**PROMPT:** Output the following lines unchanged, starting at the line that contains "the white lighthouse" and ending at the line that contains "(744, 89), (770, 128)", both included.

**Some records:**

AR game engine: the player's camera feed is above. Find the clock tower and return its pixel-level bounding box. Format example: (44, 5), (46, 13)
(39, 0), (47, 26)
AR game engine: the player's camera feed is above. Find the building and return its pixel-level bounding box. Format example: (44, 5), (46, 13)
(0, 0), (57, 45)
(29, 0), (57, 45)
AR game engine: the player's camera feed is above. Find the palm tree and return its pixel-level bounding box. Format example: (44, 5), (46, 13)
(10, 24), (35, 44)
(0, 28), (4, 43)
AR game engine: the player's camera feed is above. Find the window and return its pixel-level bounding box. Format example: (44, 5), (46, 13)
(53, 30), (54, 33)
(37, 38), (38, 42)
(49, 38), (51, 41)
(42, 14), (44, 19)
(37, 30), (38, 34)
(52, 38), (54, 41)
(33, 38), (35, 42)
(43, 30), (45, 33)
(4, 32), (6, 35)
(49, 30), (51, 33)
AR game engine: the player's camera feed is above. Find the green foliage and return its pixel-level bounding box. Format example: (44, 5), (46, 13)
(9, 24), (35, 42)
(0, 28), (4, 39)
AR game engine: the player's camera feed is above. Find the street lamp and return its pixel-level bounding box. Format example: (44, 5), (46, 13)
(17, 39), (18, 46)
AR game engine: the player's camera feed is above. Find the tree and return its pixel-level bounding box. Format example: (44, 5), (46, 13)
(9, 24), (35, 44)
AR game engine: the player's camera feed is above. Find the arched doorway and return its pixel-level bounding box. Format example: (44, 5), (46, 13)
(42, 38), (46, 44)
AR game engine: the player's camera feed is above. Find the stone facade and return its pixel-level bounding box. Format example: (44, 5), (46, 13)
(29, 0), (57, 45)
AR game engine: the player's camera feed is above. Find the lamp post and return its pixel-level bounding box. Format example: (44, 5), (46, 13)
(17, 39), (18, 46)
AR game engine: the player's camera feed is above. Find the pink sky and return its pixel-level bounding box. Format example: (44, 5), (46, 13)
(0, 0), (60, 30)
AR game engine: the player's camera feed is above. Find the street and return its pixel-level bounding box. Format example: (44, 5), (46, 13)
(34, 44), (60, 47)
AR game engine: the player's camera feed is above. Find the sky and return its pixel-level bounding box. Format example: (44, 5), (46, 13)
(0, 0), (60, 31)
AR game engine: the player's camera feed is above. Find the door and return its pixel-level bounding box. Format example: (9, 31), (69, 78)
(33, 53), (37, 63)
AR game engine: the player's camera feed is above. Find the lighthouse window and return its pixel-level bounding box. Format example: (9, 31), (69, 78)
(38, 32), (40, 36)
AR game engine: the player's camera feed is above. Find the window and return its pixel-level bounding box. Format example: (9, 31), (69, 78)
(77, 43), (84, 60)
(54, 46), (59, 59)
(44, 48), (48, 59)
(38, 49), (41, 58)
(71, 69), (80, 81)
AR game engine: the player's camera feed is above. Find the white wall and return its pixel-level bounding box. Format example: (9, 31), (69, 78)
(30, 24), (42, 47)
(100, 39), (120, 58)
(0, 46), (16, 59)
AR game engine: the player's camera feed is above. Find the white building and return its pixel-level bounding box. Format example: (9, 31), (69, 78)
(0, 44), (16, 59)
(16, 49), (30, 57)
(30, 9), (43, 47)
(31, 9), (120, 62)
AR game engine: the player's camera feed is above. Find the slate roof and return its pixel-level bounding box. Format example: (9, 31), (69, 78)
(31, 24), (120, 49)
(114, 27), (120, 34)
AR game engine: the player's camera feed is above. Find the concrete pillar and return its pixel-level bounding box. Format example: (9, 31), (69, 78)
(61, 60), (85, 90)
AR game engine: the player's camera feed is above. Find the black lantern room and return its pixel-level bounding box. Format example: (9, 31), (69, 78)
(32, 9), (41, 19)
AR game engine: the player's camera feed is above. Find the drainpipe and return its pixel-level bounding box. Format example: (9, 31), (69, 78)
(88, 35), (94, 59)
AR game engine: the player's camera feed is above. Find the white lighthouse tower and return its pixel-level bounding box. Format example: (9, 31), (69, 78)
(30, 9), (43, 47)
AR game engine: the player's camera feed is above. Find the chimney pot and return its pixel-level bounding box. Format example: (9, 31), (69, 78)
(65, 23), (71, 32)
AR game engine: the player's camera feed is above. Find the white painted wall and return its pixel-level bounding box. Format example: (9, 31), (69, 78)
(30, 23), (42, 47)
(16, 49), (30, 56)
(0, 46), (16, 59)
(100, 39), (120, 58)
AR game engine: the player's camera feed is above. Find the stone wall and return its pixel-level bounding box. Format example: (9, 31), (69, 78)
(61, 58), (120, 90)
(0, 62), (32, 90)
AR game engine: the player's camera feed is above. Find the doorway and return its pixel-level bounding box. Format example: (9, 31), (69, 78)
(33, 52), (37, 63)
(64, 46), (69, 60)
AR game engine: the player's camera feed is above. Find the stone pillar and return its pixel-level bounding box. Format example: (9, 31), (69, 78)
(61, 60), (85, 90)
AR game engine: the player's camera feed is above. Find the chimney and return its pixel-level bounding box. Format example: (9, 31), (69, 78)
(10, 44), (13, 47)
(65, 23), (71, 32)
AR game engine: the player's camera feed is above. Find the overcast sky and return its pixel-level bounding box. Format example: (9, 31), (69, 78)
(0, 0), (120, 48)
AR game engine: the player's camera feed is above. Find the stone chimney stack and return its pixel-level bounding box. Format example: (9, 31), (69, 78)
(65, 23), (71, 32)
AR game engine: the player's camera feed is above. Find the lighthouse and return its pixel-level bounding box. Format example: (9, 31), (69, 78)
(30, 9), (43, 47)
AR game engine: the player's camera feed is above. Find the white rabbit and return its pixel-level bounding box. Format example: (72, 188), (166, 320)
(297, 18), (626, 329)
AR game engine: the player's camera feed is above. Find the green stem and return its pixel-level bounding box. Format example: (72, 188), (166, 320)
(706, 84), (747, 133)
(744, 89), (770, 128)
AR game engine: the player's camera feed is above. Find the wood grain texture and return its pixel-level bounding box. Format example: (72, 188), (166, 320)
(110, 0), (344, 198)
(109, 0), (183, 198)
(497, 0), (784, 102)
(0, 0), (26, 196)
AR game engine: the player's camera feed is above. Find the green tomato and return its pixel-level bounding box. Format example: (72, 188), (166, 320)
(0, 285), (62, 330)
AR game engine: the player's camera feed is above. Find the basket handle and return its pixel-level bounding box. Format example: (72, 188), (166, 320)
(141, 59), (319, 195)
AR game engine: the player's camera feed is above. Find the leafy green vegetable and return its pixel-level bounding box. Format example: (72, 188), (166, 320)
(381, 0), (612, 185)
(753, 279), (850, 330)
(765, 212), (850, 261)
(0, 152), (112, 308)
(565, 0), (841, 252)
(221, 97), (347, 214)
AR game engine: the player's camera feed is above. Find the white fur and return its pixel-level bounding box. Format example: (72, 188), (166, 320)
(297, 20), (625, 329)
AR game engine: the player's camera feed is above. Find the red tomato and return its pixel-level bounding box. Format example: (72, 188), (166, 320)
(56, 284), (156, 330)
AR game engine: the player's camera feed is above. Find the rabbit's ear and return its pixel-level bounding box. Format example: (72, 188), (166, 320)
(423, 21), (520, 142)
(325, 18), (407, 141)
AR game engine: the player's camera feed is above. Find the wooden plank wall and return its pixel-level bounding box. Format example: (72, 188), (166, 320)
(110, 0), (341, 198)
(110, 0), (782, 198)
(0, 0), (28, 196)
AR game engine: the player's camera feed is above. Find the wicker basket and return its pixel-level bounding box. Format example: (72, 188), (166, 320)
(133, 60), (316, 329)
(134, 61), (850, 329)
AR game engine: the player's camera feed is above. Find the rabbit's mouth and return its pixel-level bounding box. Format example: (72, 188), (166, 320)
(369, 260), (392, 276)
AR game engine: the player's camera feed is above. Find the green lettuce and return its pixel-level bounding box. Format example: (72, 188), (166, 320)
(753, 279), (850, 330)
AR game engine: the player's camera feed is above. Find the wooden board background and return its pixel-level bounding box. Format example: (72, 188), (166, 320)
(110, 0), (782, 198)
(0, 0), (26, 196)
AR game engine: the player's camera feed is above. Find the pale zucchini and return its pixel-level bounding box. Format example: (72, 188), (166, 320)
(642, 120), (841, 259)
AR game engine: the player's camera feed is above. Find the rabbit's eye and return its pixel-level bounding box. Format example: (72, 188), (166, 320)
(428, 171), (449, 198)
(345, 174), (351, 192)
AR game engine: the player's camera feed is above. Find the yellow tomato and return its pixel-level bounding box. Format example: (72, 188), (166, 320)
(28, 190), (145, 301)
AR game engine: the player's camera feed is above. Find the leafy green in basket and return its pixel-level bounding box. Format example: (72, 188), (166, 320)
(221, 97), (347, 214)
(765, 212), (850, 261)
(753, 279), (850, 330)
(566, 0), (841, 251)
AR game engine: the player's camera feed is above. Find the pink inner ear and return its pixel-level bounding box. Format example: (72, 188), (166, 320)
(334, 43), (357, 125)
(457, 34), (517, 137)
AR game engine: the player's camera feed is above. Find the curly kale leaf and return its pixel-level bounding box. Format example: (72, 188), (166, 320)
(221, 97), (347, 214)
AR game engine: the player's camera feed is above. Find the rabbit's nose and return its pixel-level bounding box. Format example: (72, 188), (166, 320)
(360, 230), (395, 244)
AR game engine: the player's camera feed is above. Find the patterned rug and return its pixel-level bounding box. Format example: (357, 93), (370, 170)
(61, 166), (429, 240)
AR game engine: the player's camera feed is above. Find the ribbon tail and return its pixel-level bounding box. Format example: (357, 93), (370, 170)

**TASK OUTPUT:**
AR game engine: the player's camera feed is above. Find the white lighthouse tower and return its pixel-level bounding box. Format example: (9, 31), (69, 78)
(30, 9), (43, 47)
AR game engine: the player's camera feed is above. Find the chimney pot and return its pixel-level bounding box. Format example: (9, 31), (69, 78)
(65, 23), (71, 32)
AR game engine: the player's camera feed is above. Find the white painted wall and return its pixel-level bounding box. Format example: (9, 31), (69, 78)
(30, 23), (42, 47)
(16, 49), (30, 56)
(0, 46), (16, 59)
(100, 39), (120, 58)
AR game engine: the player's camera feed is above. Find the stone wall and return its pixel-level bounding box. Format example: (9, 31), (69, 78)
(61, 58), (120, 90)
(0, 62), (32, 90)
AR game engine: the player's camera feed is above. Find the doorway and return its pixel-level bounding box. Format example: (9, 31), (69, 78)
(33, 52), (37, 63)
(64, 46), (69, 60)
AR game engine: the player's camera feed is above. Find the stone pillar and return its pixel-level bounding box. Format example: (9, 31), (69, 78)
(61, 60), (85, 90)
AR game engine: the player's camera feed is above. Find the chimney and return its pixel-level bounding box. Format example: (9, 31), (69, 78)
(10, 44), (13, 47)
(65, 23), (71, 32)
AR game engine: the player's camera feed is above. Find the overcast sky and return its pixel-level bounding box. Format example: (9, 31), (69, 78)
(0, 0), (120, 48)
AR game engine: the player's camera feed is above. Find the stone chimney stack and return its pixel-level bounding box. Format example: (9, 31), (69, 78)
(65, 23), (71, 32)
AR game engine: the player's camera feed is above. Find the lighthouse and return its pixel-level bounding box. Format example: (9, 31), (69, 78)
(30, 9), (43, 47)
AR game engine: the player's camera feed is above. Find the white rabbit and return its pixel-level bounding box. Format example: (72, 188), (166, 320)
(297, 18), (626, 329)
AR game engine: the player's camera feed is above. Find the green stem and return its pixel-level bounding box. Format example: (72, 188), (166, 320)
(706, 84), (747, 133)
(744, 89), (770, 128)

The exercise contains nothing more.